Region labeling records:
>> Start
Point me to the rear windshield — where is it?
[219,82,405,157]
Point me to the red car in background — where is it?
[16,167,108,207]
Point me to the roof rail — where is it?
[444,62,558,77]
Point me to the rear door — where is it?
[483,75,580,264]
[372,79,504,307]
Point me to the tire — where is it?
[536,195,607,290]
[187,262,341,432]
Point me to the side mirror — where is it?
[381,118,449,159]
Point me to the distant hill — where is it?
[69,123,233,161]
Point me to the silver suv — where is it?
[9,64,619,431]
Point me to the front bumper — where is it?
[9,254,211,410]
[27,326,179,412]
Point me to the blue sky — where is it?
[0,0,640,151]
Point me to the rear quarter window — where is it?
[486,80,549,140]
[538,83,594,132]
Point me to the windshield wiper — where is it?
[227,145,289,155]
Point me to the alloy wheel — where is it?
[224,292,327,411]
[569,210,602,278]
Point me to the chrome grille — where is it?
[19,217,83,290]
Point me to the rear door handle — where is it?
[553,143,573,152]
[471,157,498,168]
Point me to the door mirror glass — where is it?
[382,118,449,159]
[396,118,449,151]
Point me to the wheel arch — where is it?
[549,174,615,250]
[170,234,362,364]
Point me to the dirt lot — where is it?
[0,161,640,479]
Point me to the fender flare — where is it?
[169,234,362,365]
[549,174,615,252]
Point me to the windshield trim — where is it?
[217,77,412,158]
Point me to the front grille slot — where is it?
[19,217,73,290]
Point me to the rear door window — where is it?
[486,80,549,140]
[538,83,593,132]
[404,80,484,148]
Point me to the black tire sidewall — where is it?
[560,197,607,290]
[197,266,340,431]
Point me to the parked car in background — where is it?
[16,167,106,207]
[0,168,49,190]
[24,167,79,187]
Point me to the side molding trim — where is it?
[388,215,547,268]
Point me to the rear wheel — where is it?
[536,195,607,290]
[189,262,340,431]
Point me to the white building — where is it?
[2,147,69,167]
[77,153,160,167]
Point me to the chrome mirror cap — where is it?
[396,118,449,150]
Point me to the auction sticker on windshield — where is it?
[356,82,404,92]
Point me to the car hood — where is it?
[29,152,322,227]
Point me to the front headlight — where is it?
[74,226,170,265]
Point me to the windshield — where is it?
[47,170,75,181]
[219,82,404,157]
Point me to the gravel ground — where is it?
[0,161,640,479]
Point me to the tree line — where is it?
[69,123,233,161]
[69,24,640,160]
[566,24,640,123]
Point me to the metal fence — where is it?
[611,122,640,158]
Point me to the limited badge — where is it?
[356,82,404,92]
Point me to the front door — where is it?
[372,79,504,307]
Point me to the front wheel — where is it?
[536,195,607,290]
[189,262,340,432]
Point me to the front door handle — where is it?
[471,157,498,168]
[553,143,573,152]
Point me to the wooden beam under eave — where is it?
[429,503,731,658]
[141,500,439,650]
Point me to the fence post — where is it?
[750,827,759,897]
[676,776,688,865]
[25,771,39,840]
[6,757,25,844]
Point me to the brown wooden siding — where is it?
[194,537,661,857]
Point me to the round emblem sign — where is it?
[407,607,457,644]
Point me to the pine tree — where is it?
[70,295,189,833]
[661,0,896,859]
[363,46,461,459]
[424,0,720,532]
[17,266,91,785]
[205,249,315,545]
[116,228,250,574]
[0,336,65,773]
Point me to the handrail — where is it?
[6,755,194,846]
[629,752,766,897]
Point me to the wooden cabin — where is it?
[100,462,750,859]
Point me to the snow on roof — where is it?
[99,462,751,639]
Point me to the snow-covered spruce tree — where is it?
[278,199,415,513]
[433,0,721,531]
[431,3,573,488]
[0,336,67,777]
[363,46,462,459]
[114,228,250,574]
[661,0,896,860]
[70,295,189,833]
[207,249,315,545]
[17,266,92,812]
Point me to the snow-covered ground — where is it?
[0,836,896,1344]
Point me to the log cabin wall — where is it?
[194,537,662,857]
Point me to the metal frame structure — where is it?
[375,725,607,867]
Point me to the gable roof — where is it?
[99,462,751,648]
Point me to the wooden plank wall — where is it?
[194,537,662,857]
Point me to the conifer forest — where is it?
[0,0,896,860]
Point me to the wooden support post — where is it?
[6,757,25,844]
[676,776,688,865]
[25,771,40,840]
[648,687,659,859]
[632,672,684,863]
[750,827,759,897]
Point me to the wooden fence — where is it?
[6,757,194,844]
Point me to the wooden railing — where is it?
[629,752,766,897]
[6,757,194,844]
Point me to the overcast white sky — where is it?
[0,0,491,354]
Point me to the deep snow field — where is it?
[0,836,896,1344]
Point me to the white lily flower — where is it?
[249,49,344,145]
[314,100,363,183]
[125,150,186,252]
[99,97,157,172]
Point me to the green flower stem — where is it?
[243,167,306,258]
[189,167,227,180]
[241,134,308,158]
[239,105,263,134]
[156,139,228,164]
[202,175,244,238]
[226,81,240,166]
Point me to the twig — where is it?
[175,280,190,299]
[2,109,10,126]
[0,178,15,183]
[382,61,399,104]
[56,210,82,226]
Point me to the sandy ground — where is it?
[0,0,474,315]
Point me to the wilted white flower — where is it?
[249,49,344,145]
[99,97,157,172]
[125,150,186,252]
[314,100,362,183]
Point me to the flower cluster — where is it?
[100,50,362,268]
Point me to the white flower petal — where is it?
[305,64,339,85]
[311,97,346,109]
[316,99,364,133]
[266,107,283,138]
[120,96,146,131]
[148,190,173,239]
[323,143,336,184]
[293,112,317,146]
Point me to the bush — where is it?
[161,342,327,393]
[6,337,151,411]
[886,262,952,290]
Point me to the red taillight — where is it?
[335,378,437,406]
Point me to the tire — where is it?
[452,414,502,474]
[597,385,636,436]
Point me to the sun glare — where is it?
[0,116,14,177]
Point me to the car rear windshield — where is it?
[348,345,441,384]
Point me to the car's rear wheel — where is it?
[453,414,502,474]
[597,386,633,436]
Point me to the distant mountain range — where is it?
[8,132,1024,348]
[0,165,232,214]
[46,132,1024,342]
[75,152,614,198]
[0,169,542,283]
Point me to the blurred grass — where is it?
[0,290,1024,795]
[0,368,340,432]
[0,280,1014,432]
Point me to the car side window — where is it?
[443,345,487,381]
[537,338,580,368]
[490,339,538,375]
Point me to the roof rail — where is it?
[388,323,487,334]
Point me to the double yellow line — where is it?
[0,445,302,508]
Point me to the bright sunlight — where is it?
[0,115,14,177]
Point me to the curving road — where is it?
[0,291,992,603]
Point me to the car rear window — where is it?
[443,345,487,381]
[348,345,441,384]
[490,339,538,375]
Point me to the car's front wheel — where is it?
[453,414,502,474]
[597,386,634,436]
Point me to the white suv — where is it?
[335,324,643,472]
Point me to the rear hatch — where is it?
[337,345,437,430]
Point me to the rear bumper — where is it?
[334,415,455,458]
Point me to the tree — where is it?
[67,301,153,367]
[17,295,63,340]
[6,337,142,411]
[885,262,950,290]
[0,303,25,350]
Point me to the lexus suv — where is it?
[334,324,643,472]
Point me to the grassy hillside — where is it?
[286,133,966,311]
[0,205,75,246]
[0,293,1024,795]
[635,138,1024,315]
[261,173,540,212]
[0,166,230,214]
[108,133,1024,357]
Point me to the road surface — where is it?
>> End
What the exercise asks. In the material, begin at the line that has "Point me to the metal fence — where is it?" and stop after the line that has "[0,0,896,860]". Write out every line in that span without skipping any, shifting each box coordinate up by 106.

In response.
Point me to the metal fence — where is it?
[717,228,746,264]
Point me to the limited badge — where is it?
[462,188,510,198]
Point me to the front door — where is it?
[478,185,610,413]
Point me to the front wheel — where is it?
[642,301,713,396]
[295,368,446,538]
Point me to the front door handle — where is it?
[577,263,604,274]
[659,249,679,258]
Point me to the wooden beam under eave — where is it?
[535,609,837,764]
[247,606,545,756]
Point me to the fence post — where is it?
[856,933,865,1003]
[782,882,794,971]
[131,877,145,946]
[112,863,131,950]
Point me to the brown wooden siding — where is it?
[300,643,767,963]
Point me to the round emblem sign — where is it?
[513,713,563,750]
Point me to the pine tree — where is it?
[176,401,295,939]
[767,106,1002,965]
[469,152,567,565]
[530,106,826,638]
[123,372,197,891]
[311,355,421,651]
[222,334,356,680]
[106,442,171,879]
Point me to the handrail — where is it?
[112,861,300,952]
[735,858,872,1003]
Point me to the wooden cabin — where is it?
[206,568,856,965]
Point me to the snow on roof — where is it?
[205,568,857,745]
Point me to the snow-covered spruce tree — where is it?
[384,305,521,619]
[539,106,827,637]
[537,109,679,594]
[106,442,173,883]
[469,152,568,565]
[220,334,356,680]
[767,106,1002,966]
[176,401,295,939]
[313,355,421,651]
[123,372,198,918]
Point me to the snow-covered ground — where is it?
[106,942,1002,1450]
Point me to the log cabin wall — where is it?
[300,643,768,963]
Point me to the metal frame structure — where is it?
[481,831,713,973]
Point me to the gable roof — where is it?
[205,568,857,754]
Point me to the wooden plank wall — where is it?
[300,643,768,963]
Point me to the conifer forest — where is it?
[106,106,1002,966]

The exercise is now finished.